People believe funny things about creativity. That it’s the province of artists and geniuses. That you’re either born with it or you’re not. That creative people work alone. That creativity can’t be taught; only envied.
One definition of creativity calls it “the awareness, observation, imagination, conceptualization, and rearrangement of existing elements to generate new ideas.”
Ug — thesis-speak.
Creativity is just doing something that hasn’t been done before.
There are creative people in comedy. Medical research. Music. Drug discovery. Writing. Tuning cellos. Making bread. Teaching toddlers.
Diplomat Richard Holbrooke had creativity in spades.
How Do You Recognize Creative People?
How do you recognize creative people? They’re the . Who are always doodling. The ones doing things other people consider silly or pointless.
Most of them get such a kick out of what they do they’d do it for free.
Of course, being creative doesn’t guarantee success, and creativity has its costs. You have to be prepared to fail before you succeed. You have to be prepared for people to laugh.
Creativity is risky – your idea may go nowhere if not enough people see value in it. (Even Alexander Graham Bell had trouble selling the telephone.)
Some Have Blind Spots
And creative people can have blind spots.
Mark Twain, perhaps the best writer America has ever produced, was such a dunce when it came to get-rich-quick schemes that he lost money in health food supplements and mens’ suspenders that were supposed to adjust themselves.
He passed on a chance to invest in the newly patented telephone, but threw $300,000 at a typesetting machine. It failed, superseded by the Linotype, and 10 years after he published Huck Finn he had to declare bankruptcy.
Is There Corporate Creativity?
Can people be creative in a company, or on a team? Companies like Google obviously think so. Google spends billions encouraging engineers be creative — and keeping them. Companies have set up internal “skunk works,” and have whole departments thinking up team building exercises.
A few workplaces actively encourage people to play, since play nurtures the improvisation it takes to innovate. I visited MIT’s Media Lab one day and saw a roomful of geeks building who knows what with Legos.

**Parts of the exercise**
**a)** Repeat the passage on creativity word for word, starting at "Most of them" and ending at "to adjust themselves.".
**b)** Carry on the piece about creativity from the point where it stops.

**Extracted data**
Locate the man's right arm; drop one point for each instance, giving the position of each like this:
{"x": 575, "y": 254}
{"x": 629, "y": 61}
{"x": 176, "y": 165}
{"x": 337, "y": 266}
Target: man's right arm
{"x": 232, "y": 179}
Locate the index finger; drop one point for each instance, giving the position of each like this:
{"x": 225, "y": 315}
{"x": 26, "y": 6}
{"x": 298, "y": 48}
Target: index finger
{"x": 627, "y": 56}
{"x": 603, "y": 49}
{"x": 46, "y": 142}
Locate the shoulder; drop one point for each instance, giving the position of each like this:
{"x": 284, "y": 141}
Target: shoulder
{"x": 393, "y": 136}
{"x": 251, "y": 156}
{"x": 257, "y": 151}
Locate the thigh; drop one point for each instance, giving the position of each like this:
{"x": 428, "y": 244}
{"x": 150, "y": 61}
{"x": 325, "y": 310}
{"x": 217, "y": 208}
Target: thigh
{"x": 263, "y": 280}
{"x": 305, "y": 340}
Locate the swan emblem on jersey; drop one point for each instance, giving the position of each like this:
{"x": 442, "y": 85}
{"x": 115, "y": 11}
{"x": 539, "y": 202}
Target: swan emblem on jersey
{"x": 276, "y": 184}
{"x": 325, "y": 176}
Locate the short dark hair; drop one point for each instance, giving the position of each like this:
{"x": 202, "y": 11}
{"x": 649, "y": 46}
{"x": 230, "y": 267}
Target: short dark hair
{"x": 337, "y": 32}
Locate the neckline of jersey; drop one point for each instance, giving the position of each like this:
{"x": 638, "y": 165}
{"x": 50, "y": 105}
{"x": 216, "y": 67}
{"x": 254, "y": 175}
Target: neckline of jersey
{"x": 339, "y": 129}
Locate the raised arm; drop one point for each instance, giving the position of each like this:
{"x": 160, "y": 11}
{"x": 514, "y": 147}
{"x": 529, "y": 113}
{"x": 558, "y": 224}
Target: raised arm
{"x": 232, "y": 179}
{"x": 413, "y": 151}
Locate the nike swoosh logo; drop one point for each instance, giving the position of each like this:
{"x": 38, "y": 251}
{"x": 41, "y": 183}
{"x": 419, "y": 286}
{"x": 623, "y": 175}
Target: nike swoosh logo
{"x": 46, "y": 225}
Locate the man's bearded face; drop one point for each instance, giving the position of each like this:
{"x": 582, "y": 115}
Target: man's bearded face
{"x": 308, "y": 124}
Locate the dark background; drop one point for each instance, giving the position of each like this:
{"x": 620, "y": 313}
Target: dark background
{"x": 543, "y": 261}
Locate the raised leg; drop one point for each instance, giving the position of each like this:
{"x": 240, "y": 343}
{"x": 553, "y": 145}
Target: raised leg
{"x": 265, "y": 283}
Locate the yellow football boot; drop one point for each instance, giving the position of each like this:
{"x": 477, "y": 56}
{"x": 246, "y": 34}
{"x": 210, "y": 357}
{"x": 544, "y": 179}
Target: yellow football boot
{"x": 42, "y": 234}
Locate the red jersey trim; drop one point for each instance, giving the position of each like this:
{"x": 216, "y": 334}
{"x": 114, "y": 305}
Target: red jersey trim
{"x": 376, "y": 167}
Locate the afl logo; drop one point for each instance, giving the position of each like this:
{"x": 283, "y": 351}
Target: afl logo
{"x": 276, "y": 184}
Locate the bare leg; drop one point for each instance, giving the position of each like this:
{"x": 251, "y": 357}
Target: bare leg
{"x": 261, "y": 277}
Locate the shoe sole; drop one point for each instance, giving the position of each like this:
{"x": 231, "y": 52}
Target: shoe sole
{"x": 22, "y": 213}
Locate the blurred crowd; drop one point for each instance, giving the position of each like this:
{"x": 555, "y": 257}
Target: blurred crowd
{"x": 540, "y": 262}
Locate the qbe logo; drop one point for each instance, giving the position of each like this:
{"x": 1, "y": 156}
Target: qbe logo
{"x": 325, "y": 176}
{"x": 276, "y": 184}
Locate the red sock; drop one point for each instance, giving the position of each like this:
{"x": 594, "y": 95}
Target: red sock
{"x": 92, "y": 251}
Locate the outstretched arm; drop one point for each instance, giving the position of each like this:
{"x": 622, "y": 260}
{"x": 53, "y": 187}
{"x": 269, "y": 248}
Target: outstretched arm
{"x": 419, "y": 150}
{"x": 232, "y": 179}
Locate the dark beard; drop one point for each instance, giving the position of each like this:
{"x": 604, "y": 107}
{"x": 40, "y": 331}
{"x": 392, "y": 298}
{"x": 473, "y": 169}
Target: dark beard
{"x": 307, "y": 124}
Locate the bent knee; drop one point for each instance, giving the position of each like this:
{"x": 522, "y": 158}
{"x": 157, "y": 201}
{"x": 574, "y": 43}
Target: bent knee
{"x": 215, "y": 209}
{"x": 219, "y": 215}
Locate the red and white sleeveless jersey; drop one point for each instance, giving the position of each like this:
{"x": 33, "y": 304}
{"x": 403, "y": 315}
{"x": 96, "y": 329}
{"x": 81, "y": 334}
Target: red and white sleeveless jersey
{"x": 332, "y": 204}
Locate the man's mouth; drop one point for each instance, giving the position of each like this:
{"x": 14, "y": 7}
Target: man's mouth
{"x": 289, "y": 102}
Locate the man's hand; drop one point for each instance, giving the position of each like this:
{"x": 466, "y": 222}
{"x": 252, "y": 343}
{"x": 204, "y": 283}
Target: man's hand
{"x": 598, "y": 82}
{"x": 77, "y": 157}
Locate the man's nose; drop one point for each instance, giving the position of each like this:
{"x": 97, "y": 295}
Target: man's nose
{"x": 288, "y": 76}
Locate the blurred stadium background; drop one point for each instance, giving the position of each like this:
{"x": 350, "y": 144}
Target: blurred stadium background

**Answers to the exercises**
**a)**
Most of them get such a kick out of what they do they’d do it for free.
Of course, being creative doesn’t guarantee success, and creativity has its costs. You have to be prepared to fail before you succeed. You have to be prepared for people to laugh.
Creativity is risky – your idea may go nowhere if not enough people see value in it. (Even Alexander Graham Bell had trouble selling the telephone.)
Some Have Blind Spots
And creative people can have blind spots.
Mark Twain, perhaps the best writer America has ever produced, was such a dunce when it came to get-rich-quick schemes that he lost money in health food supplements and mens’ suspenders that were supposed to adjust themselves.

**b)**
That’s all well and good, you say, but I sit in a cubicle all day writing code [or press releases], and when I’m not doing that I’m in endless meetings. Plus, my boss has the imagination of a gopher. Try being creative here.
Outlets For The Creative Urge
Millions in boring jobs find ways to be creative outside of work: playing in rock bands, cooking, or coaching kids soccer teams.
On the job, Seth Godin advises us to ask what we face are constraints — things that can’t be changed — or challenges — things we can work around. Creative people find ways to solve the challenges.
We can’t all write symphonies. But we can all develop ways to create. In fact, it’s essential to staying healthy. And when we do, said the ever-quotable Einstein, “Creativity is contagious. Pass it on.”
Do you consider yourself creative? Does your workplace encourage creativity? Comment below. If you liked this post, subscribe via RSS or Email – and click one of the links below.


Hi Jean!
Love posts on creativity. Great definition – “Creativity is just doing something that hasn’t been done before.”
That’s the beauty of it. Anyone can dare to step out of lockstep and do something in a new and different way. I’ve done it in a variety of play and work settings. At one job, I went into a huge clunker of a machine to find its beauty.
Fear of doing something differently keeps most folks from acknowledging their own creativity. The irony is that the fear of creativity is far scarier than actually doing something creative. If folks can bust through that fear, then the floodgates of creativity will open up.
I consider myself insanely creative, always looking for a new way to do things – to break out of the mental restrains so many of us voluntarily put on! In fact, I love it when people tell me “that can’t be done.” Makes me come up with a new solution all the more.
Enjoyed this!
Giulietta
Thanks, Giulietta. Your story about going into a “huge clunker of a machine to find its beauty” (great image) reminds me of a time when I was working for a defense company and toured the assembly line for a fighter jet. I remember two things in particular: one, that the entire fuselage is the gas tank, and two, that there’s a whole procedure to remove foreign objects left inside during manufacturing — anything from bolts to sandwiches. Who knew?